DOCUMENT TEXT:
-=-=-
Originally Published: 5/10/2006
By The Issue Wonk
The revelation that President George W. Bush has been using the National Security Agency (NSA) to eavesdrop on citizens shook the country.1 For those who remember the Watergate scandal of the 1970s, the revelation was shocking. One of the Articles of Impeachment drawn against President Richard M. Nixon was for illegal wiretapping. Nixon’s defense? “When the President does it, that means that it is not illegal.”2 Nixon’s abuse of presidential power led Congress to pass the Foreign Intelligence Surveillance Act (FISA), which attempted to balance the need for national security with protection of American civil liberties. They also created the Senate Select Committee on Intelligence, which was designed to ensure that a president’s abuse of power did not happen again. It appears that both have failed.
Review of FISA
In the aftermath of the attacks of September 11, 2001, lawmakers began proposing changes to various laws that would make it easier for the government to detect and fight terrorism. The USA Patriot Act was hastily passed, making changes to various statutes, including FISA. Statutes regarding pen registers and trap and trace devices are especially important to understand. The law was changed so that these devices could be used if the government certifies that the information is “relevant” to an ongoing investigation against international terrorism. The showing of probable cause, as stated in the Fourth Amendment to the Constitution, or even “reasonable suspicion” was no longer necessary. However, wiretaps on citizens or permanent residents still needed to be approved by the Foreign Intelligence Surveillance Court (FISC), [see FISA] but it was not necessary to obtain approval until 72 hours after the wiretap was in place. [50 U.S.C. §1805(f)]
At the time of these changes there was, of course, much interaction between lawmakers and the White House. In particular, lawmakers wanted to know what changes to existing law Bush’s administration officials believed they needed. However, administration lawyers testified in a Senate committee meeting that no change was needed. James A. Baker of the Justice Department, who headed the office that sought search warrants from the FISA court, said, “The administration at this time is not prepared to support [any changes].”3 Baker told Congress it was not clear “whether a ‘reasonable suspicion’ standard for electronic surveillance would . . . pass constitutional muster.” He said the existing standard was not a problem. “We have been aggressive in seeking FISA warrants, and thanks to Congress’ passage of the [Patriot Act] we have been able to use our expanded FISA tools more effectively to combat terrorist activities. It may not be the case that the probable cause standard has caused any difficulties in our ability to seek the FISA warrants we require.” According to David Savage,3 when the issue come up again in 2002, a Justice Department spokesperson confirmed that the administration had opposed changing the law in part because it did not want to publicly debate the issue. And Alberto Gonzales, the Attorney General, when asked why the administration didn’t seek to amend FISA to permit this kind of surveillance, said that he had consulted with several members of Congress but that they told him it would be “difficult, if not impossible,” to obtain permission.4
The president’s warrantless surveillance began shortly after the attacks of September 11, 2001.5 “After 9/11, Mr. Bush authorized the NSA to eavesdrop on the conversations and e-mail of Americans and others in the U.S. without obtaining a warrant or allowing Congress or the courts to review the operation.” Then, in December, 2005, a New York Times article disclosed the existence of the highly classified domestic eavesdropping program.1
The President’s Justifications
The president’s administration has offered up many justifications for warrantless surveillance on American citizens and legal residents. The issues are complex. Following are the most pertinent and hotly debated.
-=-=-
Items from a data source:
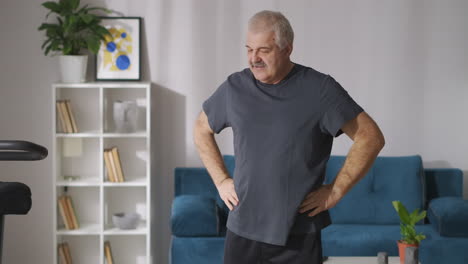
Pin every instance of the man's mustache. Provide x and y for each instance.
(258, 64)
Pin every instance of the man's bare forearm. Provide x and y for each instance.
(359, 160)
(209, 151)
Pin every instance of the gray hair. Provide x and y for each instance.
(273, 21)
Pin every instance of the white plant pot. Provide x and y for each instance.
(73, 68)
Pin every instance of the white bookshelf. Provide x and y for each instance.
(95, 198)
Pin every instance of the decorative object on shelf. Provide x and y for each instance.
(66, 116)
(71, 178)
(126, 220)
(108, 253)
(382, 258)
(125, 115)
(142, 154)
(119, 56)
(77, 29)
(407, 227)
(93, 154)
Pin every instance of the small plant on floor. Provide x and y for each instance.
(408, 222)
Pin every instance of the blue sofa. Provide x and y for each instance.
(364, 221)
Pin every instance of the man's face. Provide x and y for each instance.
(267, 62)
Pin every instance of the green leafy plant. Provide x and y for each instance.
(76, 28)
(408, 222)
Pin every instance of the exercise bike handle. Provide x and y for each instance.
(21, 150)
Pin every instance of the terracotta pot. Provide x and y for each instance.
(401, 250)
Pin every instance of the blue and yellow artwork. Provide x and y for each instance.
(118, 50)
(119, 54)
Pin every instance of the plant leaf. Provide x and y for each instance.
(52, 6)
(87, 18)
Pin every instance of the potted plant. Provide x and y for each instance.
(409, 237)
(76, 29)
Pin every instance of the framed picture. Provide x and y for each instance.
(119, 57)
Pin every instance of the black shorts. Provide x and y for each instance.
(299, 249)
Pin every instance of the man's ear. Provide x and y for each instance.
(288, 49)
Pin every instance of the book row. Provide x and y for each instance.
(113, 165)
(66, 116)
(67, 212)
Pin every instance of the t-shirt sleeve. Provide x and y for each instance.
(215, 108)
(338, 107)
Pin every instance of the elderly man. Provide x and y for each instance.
(284, 117)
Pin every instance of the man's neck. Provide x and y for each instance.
(287, 69)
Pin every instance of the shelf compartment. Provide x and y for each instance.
(83, 249)
(133, 165)
(85, 105)
(125, 200)
(128, 249)
(112, 95)
(87, 209)
(78, 157)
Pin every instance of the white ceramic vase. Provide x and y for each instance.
(73, 68)
(125, 116)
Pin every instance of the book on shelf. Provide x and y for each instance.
(72, 116)
(64, 253)
(109, 168)
(66, 116)
(61, 117)
(108, 253)
(62, 204)
(67, 212)
(72, 213)
(118, 164)
(113, 165)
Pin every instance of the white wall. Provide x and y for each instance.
(404, 61)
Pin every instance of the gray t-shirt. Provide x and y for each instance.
(283, 135)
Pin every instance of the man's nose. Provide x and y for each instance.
(255, 57)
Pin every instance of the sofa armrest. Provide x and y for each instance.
(449, 216)
(194, 215)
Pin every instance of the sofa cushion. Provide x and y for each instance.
(370, 200)
(449, 216)
(197, 250)
(194, 215)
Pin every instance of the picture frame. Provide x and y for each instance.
(119, 56)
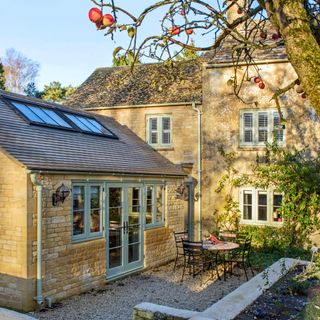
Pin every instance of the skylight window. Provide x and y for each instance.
(41, 115)
(59, 118)
(88, 124)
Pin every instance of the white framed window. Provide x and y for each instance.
(155, 206)
(260, 126)
(87, 207)
(159, 130)
(260, 206)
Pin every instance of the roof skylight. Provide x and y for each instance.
(87, 124)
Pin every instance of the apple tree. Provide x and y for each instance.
(264, 24)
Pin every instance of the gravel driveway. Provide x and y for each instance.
(160, 285)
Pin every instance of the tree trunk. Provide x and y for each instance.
(301, 45)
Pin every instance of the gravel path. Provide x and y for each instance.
(160, 285)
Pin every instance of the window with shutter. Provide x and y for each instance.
(257, 127)
(159, 131)
(248, 127)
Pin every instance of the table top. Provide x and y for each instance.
(222, 246)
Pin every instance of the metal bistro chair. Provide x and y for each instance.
(179, 237)
(195, 259)
(241, 256)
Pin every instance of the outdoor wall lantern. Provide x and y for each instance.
(60, 195)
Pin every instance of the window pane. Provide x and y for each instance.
(278, 130)
(95, 207)
(149, 205)
(134, 205)
(159, 204)
(154, 138)
(153, 124)
(277, 200)
(263, 119)
(248, 120)
(26, 111)
(263, 136)
(166, 123)
(248, 136)
(247, 205)
(115, 197)
(78, 210)
(262, 206)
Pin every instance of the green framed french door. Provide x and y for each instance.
(124, 216)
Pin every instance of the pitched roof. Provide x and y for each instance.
(147, 84)
(224, 53)
(45, 148)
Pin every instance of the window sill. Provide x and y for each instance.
(82, 240)
(154, 226)
(162, 148)
(261, 224)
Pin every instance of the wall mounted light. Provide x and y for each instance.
(60, 195)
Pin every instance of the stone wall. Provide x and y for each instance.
(71, 268)
(14, 284)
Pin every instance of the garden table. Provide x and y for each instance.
(221, 248)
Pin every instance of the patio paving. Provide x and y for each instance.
(159, 285)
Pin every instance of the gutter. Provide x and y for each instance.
(169, 104)
(243, 63)
(37, 183)
(194, 107)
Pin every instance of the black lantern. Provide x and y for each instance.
(60, 195)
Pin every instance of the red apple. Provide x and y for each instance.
(108, 20)
(175, 30)
(95, 15)
(99, 25)
(256, 79)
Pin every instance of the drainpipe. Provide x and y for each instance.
(195, 108)
(36, 181)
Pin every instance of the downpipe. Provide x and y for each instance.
(195, 108)
(35, 179)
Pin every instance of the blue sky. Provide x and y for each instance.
(59, 36)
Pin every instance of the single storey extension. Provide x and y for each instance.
(82, 200)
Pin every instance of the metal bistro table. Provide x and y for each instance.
(221, 247)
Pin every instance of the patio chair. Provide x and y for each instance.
(178, 237)
(196, 259)
(241, 256)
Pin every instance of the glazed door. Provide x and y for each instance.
(124, 229)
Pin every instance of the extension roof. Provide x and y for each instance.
(41, 147)
(156, 83)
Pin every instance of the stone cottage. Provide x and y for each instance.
(188, 111)
(82, 200)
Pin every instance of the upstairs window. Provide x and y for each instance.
(56, 117)
(257, 127)
(154, 215)
(159, 132)
(260, 206)
(86, 211)
(41, 115)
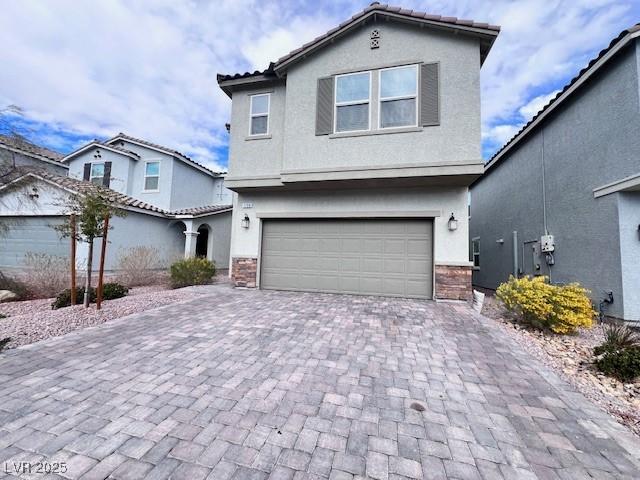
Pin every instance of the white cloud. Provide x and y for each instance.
(530, 109)
(149, 68)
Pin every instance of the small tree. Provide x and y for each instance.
(90, 208)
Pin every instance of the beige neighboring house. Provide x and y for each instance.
(352, 156)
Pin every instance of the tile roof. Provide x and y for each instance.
(383, 8)
(624, 35)
(170, 151)
(83, 187)
(29, 148)
(374, 7)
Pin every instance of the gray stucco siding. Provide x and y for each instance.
(141, 230)
(629, 213)
(120, 167)
(262, 156)
(591, 140)
(294, 145)
(400, 44)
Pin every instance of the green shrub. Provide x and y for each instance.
(192, 271)
(110, 291)
(64, 298)
(113, 290)
(560, 308)
(623, 364)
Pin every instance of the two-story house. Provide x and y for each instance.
(562, 198)
(352, 157)
(174, 205)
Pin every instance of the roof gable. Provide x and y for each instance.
(485, 32)
(603, 57)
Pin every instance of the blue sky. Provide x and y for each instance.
(84, 70)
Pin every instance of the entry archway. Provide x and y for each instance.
(202, 242)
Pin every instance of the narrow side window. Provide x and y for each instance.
(151, 176)
(352, 99)
(399, 97)
(259, 114)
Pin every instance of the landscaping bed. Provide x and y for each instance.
(33, 320)
(572, 357)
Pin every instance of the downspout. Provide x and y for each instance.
(544, 203)
(515, 254)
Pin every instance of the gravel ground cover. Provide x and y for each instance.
(33, 320)
(572, 357)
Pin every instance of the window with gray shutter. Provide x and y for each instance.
(106, 179)
(324, 106)
(429, 94)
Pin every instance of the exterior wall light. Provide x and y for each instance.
(452, 223)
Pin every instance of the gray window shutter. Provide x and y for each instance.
(106, 180)
(324, 106)
(429, 94)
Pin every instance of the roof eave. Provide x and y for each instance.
(96, 144)
(489, 34)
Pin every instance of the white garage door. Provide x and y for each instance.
(21, 235)
(390, 257)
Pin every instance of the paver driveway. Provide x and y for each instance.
(247, 384)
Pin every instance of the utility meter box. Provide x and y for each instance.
(547, 244)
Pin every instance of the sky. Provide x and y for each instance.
(83, 70)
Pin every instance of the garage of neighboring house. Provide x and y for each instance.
(22, 235)
(372, 256)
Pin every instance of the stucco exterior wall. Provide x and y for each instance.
(219, 237)
(121, 168)
(456, 139)
(261, 156)
(592, 140)
(294, 145)
(450, 247)
(629, 215)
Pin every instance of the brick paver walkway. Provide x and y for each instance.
(255, 385)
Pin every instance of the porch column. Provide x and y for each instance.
(190, 239)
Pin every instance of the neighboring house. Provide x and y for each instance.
(572, 172)
(173, 204)
(350, 154)
(17, 151)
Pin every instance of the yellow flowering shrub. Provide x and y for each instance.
(561, 308)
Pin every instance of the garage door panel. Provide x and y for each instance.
(360, 256)
(30, 235)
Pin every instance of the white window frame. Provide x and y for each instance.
(475, 253)
(145, 176)
(337, 104)
(91, 176)
(255, 115)
(400, 97)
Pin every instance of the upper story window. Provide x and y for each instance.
(399, 97)
(97, 173)
(259, 114)
(352, 99)
(151, 176)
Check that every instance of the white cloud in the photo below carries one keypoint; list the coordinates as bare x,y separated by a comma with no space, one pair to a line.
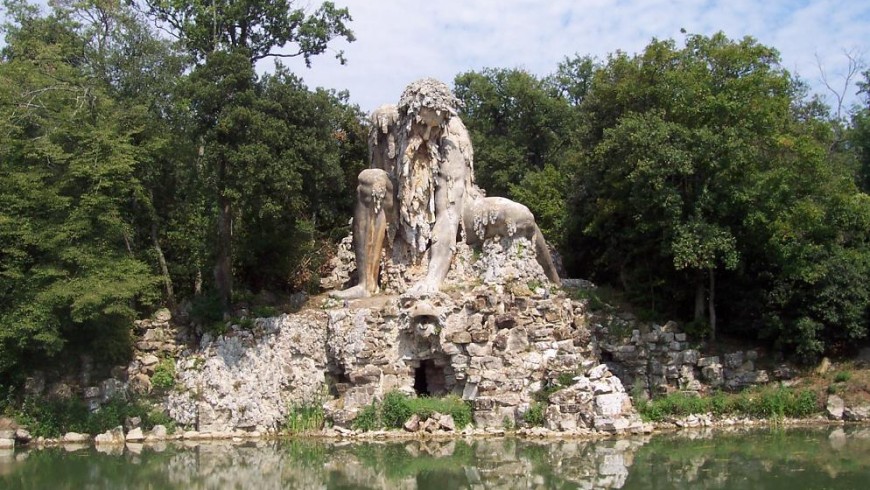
399,41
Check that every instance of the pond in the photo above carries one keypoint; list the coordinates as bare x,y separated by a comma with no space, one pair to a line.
788,459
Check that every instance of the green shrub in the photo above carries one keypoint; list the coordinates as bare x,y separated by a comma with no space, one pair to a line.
543,395
451,404
53,418
398,407
395,409
767,402
265,312
534,416
164,374
206,309
368,419
566,379
306,417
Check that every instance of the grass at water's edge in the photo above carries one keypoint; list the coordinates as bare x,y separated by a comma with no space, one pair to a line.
768,402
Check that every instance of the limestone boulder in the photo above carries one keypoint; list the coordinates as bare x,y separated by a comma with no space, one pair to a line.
135,435
75,437
110,437
834,407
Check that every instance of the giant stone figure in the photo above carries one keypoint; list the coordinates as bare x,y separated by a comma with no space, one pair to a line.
419,194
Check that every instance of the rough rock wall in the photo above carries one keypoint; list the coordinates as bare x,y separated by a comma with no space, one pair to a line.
249,379
659,359
495,343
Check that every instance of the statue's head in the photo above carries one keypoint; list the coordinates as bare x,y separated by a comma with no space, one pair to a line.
428,102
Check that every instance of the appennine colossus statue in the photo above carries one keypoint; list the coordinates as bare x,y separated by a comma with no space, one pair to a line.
419,194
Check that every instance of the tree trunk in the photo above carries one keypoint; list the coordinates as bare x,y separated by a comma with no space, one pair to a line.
712,305
164,270
197,282
699,297
223,273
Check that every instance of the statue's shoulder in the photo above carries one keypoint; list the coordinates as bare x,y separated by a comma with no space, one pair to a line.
458,136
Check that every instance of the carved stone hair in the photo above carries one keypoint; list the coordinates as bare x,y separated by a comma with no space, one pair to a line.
431,93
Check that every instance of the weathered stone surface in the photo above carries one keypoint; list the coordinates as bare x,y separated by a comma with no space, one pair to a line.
135,435
140,384
834,407
111,437
249,382
75,437
857,413
445,422
413,423
22,436
158,433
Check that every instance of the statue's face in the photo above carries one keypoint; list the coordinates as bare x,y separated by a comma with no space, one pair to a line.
430,119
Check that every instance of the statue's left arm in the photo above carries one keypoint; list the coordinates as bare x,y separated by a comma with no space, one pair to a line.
449,196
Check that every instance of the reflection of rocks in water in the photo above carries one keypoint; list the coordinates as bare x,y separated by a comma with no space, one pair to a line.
254,465
798,458
700,459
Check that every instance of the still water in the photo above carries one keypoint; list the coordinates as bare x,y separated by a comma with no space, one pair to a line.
787,459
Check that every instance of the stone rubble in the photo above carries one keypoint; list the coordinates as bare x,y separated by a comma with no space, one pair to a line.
660,360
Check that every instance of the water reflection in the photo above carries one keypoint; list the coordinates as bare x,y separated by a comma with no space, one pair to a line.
760,459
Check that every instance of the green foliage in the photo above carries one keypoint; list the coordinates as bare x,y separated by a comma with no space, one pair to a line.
543,395
519,125
304,418
766,402
566,379
398,407
535,416
53,418
368,419
68,191
703,172
164,374
451,405
265,311
395,409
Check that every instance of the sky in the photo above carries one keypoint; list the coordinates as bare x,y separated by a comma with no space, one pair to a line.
399,41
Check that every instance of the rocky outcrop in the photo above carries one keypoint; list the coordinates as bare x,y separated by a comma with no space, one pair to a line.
496,345
249,378
658,359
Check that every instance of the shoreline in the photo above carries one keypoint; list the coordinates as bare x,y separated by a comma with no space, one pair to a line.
675,426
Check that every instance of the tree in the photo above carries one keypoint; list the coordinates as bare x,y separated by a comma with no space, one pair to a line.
227,39
521,130
69,270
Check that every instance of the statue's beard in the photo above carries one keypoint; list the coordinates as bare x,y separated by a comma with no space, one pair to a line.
419,165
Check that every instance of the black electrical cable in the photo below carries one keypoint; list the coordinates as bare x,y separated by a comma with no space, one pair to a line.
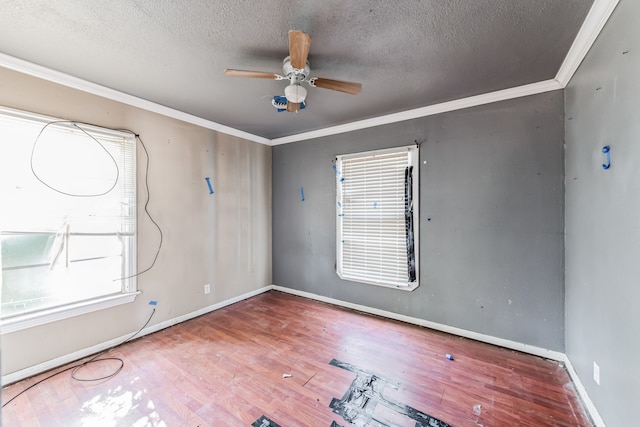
146,179
94,359
146,207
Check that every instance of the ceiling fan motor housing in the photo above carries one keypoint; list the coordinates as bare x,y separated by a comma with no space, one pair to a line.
295,75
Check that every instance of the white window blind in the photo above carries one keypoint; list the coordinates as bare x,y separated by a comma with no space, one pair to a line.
372,227
68,222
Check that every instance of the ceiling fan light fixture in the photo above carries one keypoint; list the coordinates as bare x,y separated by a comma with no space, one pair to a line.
295,93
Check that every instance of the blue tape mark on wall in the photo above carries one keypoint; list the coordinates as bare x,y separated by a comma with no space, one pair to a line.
606,151
209,185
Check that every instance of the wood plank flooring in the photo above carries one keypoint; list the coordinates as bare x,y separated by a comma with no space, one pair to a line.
226,369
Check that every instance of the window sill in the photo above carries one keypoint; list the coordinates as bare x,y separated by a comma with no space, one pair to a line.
20,322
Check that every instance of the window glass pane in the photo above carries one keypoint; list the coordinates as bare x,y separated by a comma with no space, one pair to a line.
68,212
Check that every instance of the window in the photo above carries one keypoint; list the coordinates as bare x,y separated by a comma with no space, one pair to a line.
68,219
377,236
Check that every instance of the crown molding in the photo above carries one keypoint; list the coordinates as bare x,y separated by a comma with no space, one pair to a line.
58,77
597,17
458,104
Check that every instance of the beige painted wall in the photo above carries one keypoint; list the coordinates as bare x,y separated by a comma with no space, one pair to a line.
223,239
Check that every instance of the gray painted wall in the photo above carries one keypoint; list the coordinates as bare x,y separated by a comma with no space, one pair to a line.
603,218
491,223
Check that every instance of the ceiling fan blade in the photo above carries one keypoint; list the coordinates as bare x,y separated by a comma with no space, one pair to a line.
252,74
339,85
299,44
293,107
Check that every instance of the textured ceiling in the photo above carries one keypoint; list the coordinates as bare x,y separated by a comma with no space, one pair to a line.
406,53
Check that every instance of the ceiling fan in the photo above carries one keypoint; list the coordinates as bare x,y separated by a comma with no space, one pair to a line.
296,69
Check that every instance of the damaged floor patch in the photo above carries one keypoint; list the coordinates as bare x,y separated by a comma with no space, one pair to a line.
263,421
365,405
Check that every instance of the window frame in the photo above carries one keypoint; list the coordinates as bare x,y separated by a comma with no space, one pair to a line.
413,162
128,289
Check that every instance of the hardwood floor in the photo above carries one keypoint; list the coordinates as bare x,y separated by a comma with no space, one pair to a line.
226,369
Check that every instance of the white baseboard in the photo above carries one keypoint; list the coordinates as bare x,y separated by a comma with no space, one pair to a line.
-=-=-
TASKS TO PERFORM:
1. Please identify every line in the listing that contains the word "story", and copy each of those lines.
2. Write what comes next in the surveillance essay, starting right after its last sentence.
The surveillance essay and the listing have no connection to each other.

RESPONSES BY TASK:
1.
Pin every instance of the two-story house. Provide x and y for each instance.
Pin every instance of the upper story window. Provide x and y for each instance.

2.
The President as Commander in Chief cannot be regulated by Congress. This is the administration’s primary defense, as set forth in a document written by Attorney General Alberto Gonzales, dated January 19, 2006.6 The argument is that the President’s constitutional authority as Commander in Chief (Article Two, Section 2 of the U.S. Constitution) permits him to do whatever he sees fit, and that Congress cannot limit his choice of how to “engage the enemy.” (See Unitary Executive Theory.) A report by the Congressional Research Service (CRS) dated January 5, 2005,7 pp. 3 & 4, states:
Foreign intelligence collection is not among Congress’s power enumerated in Article I of the Constitution, nor is it expressly mentioned in Article II as a responsibility of the President. Yet it is difficult to imagine that the Framers intended to reserve foreign intelligence collection to the states or to deny the authority to the federal government altogether. It is more likely that the power to collect intelligence resides somewhere within the domain of foreign affairs and war powers, both of which areas are inhabited to some degree by the President together with the Congress.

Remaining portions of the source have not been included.